§ **Directions for this task**
Report every line of the data below that contains the string "ceiling". Matching is case-sensitive.

§ **Given data**
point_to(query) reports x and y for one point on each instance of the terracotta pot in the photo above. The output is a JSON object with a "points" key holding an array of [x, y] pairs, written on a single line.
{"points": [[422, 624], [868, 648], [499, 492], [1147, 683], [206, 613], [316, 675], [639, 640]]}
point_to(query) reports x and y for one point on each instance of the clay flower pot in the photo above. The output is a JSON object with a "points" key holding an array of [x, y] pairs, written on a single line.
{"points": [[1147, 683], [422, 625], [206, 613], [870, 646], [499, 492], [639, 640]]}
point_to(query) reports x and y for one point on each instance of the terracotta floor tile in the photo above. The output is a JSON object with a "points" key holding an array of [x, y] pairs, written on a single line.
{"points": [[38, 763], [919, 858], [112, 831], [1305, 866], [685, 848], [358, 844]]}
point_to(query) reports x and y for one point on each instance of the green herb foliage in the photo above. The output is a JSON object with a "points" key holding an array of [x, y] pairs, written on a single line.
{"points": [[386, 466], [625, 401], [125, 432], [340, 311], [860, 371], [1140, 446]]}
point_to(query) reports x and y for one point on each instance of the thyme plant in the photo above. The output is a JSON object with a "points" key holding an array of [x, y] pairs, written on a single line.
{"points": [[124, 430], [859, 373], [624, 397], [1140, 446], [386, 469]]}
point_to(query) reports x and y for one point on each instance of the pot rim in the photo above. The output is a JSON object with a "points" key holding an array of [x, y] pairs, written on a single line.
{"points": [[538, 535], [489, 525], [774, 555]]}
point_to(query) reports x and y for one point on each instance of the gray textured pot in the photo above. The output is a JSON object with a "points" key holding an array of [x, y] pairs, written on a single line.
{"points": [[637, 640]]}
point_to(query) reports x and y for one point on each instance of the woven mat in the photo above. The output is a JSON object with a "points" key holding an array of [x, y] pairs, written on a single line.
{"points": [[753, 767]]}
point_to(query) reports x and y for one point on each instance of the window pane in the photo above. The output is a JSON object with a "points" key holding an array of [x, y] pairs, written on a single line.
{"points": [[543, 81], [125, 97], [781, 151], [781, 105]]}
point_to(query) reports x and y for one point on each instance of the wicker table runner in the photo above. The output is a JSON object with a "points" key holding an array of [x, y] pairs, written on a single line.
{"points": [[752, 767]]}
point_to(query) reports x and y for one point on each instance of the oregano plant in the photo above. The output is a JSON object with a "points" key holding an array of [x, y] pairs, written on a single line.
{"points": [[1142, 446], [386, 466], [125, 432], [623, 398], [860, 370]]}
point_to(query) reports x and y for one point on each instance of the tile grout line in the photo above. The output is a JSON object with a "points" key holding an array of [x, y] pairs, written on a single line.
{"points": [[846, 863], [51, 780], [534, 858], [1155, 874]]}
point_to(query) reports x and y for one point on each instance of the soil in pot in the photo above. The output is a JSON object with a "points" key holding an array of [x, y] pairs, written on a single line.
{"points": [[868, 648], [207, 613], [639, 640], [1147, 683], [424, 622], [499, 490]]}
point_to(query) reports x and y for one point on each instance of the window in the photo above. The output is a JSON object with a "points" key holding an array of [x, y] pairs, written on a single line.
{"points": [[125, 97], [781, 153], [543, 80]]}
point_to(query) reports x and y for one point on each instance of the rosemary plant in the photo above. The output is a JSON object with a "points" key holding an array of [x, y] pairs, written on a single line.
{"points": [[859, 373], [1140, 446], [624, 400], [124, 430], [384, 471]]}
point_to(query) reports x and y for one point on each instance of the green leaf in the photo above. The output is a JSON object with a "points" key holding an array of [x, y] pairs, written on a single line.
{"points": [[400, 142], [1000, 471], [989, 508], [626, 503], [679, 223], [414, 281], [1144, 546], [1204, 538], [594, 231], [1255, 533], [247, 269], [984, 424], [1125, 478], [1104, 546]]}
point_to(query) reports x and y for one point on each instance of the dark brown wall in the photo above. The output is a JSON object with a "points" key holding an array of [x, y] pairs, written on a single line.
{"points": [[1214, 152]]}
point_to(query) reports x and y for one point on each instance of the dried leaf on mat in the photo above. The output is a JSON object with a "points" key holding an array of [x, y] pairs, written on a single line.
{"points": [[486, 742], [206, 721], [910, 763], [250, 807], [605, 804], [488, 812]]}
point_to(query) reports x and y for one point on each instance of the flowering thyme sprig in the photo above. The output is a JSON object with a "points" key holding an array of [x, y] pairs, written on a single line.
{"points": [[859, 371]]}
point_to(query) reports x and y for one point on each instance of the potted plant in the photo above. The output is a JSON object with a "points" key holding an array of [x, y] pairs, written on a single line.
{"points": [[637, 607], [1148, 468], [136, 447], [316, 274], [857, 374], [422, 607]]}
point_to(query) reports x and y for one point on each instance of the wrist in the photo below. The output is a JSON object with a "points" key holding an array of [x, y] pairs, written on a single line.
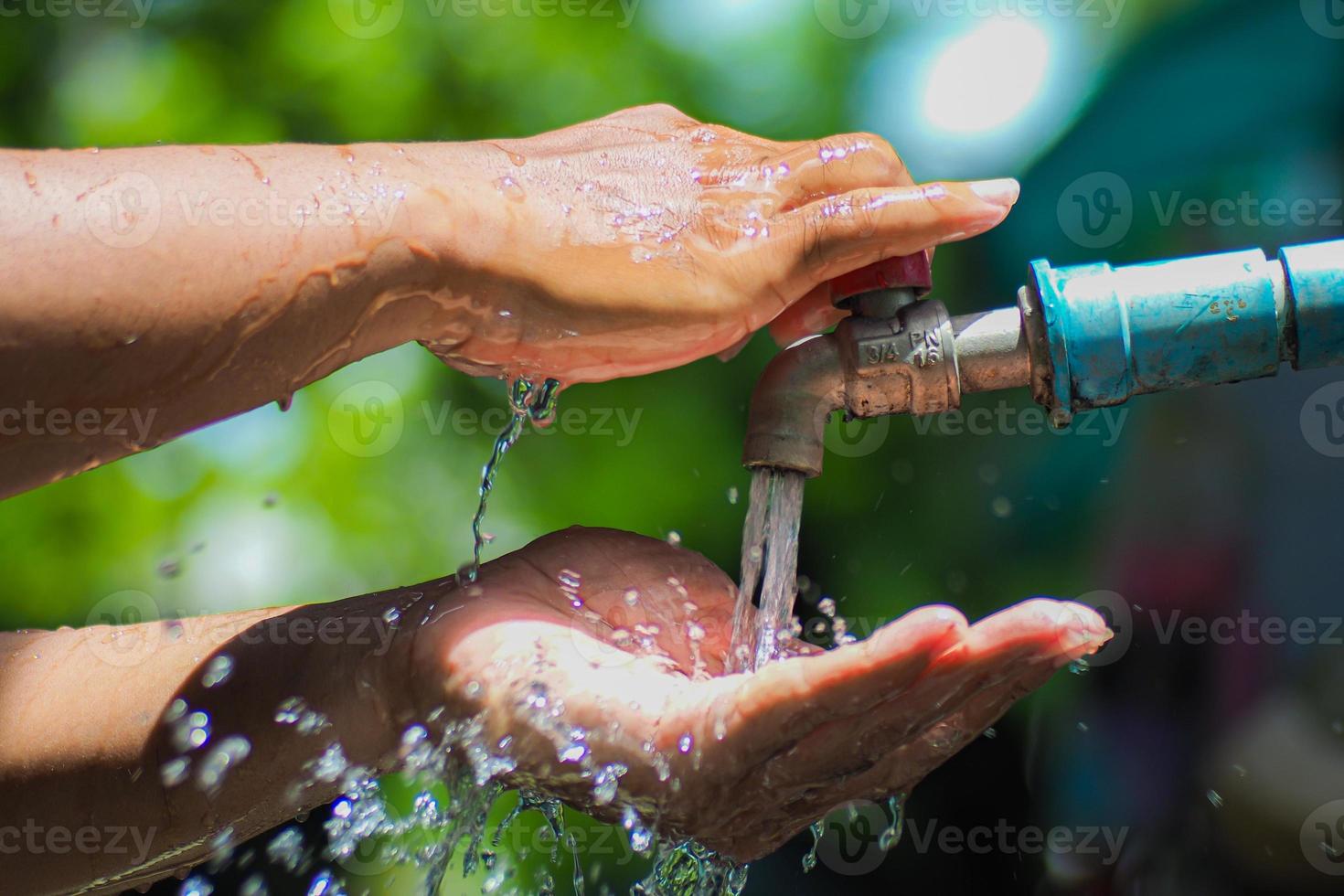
{"points": [[448, 231]]}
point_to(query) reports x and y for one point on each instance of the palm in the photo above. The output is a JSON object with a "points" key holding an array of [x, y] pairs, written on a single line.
{"points": [[741, 762]]}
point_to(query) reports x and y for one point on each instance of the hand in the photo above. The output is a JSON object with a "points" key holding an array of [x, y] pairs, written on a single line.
{"points": [[551, 645], [646, 240]]}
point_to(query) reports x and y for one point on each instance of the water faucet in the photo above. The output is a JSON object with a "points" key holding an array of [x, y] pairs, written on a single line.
{"points": [[1080, 337]]}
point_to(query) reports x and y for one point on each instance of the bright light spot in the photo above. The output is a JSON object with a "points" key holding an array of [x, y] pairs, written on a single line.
{"points": [[987, 78]]}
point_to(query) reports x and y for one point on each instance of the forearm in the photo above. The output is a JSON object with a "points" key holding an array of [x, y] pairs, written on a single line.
{"points": [[152, 291], [96, 744]]}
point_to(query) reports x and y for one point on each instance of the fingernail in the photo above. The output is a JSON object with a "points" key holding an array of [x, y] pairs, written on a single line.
{"points": [[1000, 192]]}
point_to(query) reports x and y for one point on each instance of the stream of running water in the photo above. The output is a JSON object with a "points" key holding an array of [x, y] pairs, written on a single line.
{"points": [[769, 544], [526, 402]]}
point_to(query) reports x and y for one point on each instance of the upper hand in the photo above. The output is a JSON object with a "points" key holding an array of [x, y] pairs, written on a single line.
{"points": [[646, 240], [740, 762]]}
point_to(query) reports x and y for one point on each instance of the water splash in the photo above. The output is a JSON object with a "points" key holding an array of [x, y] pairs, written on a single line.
{"points": [[526, 402], [689, 869]]}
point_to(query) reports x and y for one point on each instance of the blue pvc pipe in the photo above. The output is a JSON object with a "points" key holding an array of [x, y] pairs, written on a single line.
{"points": [[1100, 335]]}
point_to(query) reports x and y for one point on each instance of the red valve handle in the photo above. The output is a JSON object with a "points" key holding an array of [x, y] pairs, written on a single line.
{"points": [[907, 271]]}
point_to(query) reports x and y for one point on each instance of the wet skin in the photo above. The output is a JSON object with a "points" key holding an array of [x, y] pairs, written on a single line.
{"points": [[159, 289], [175, 286], [766, 752], [769, 752]]}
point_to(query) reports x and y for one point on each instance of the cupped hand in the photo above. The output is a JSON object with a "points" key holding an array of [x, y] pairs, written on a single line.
{"points": [[594, 655], [648, 240]]}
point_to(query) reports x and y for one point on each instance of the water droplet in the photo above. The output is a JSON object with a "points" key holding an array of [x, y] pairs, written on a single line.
{"points": [[229, 752], [220, 667], [511, 189], [175, 772], [197, 885]]}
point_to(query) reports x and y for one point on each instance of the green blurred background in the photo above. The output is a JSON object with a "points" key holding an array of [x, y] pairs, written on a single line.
{"points": [[1191, 98]]}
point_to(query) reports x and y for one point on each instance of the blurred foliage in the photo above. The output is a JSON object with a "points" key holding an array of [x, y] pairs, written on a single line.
{"points": [[268, 509]]}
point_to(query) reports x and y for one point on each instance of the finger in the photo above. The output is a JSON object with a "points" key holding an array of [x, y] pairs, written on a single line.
{"points": [[994, 650], [839, 164], [763, 712], [732, 351], [909, 763], [814, 314], [843, 232]]}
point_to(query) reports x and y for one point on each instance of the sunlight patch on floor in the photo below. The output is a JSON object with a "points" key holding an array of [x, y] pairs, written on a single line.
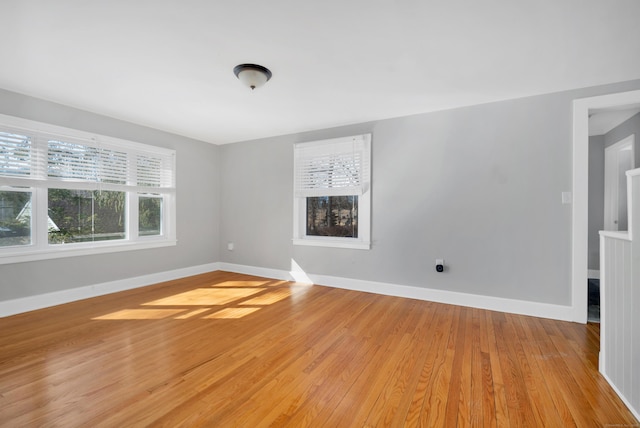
{"points": [[230, 313], [140, 314], [205, 297], [224, 300]]}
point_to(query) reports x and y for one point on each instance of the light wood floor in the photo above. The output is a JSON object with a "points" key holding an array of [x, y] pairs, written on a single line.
{"points": [[222, 350]]}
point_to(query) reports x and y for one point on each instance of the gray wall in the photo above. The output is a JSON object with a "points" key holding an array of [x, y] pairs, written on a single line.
{"points": [[478, 186], [626, 128], [198, 196], [597, 144]]}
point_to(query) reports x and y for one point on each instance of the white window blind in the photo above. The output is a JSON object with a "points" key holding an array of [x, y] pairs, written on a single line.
{"points": [[15, 154], [336, 167], [107, 162]]}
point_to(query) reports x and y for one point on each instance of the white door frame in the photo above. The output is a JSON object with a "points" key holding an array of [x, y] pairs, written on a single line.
{"points": [[612, 179], [579, 226]]}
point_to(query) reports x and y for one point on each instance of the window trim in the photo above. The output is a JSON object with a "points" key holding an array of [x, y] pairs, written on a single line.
{"points": [[38, 183], [363, 241]]}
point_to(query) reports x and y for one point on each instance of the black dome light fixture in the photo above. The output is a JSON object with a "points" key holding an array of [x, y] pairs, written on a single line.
{"points": [[252, 75]]}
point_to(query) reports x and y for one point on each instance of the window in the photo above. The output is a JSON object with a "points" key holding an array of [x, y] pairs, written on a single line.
{"points": [[65, 192], [332, 192]]}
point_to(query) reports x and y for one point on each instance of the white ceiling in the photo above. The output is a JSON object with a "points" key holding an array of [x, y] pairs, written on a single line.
{"points": [[168, 64], [603, 121]]}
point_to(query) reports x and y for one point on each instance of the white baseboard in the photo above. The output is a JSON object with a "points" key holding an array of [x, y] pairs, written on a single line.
{"points": [[625, 400], [521, 307], [40, 301], [542, 310]]}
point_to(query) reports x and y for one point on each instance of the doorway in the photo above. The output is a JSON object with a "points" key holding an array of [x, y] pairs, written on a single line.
{"points": [[579, 271]]}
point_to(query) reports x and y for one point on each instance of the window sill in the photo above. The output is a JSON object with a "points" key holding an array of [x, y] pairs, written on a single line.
{"points": [[20, 255], [332, 242]]}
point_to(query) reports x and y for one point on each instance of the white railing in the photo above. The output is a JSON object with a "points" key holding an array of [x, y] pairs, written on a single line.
{"points": [[620, 303]]}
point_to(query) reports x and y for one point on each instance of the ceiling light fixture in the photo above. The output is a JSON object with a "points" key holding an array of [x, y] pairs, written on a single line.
{"points": [[252, 75]]}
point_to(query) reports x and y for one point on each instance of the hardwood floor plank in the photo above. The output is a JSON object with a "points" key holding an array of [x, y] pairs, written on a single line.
{"points": [[224, 349]]}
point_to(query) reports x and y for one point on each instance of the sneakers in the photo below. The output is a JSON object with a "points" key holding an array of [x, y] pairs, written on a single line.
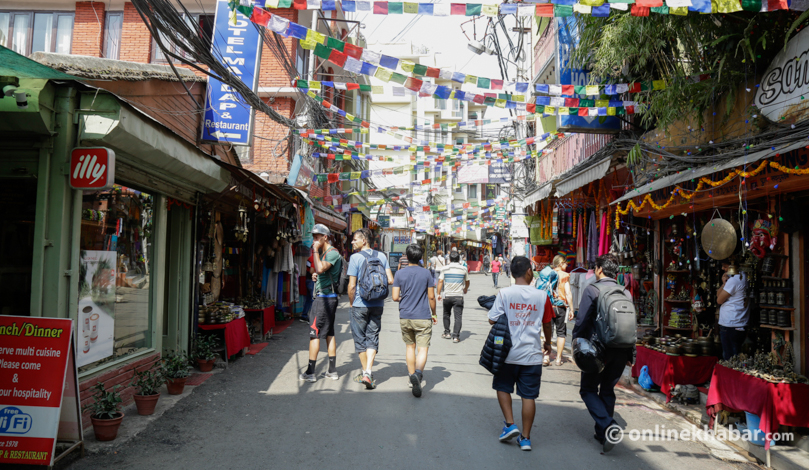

§ **Finished exercise**
point_to(query) reports x and y for one point on each instance of the white ceiling in the photo above. The output is a JSON object with a "points" key holding an array of [x, y] pairs, written on a single line.
point_to(query) reports x and y for one point on each instance of the ceiling light fixture in the photo above. The output is a JSON object with a "points" key holding an array of [x, y] pairs, written on a single line.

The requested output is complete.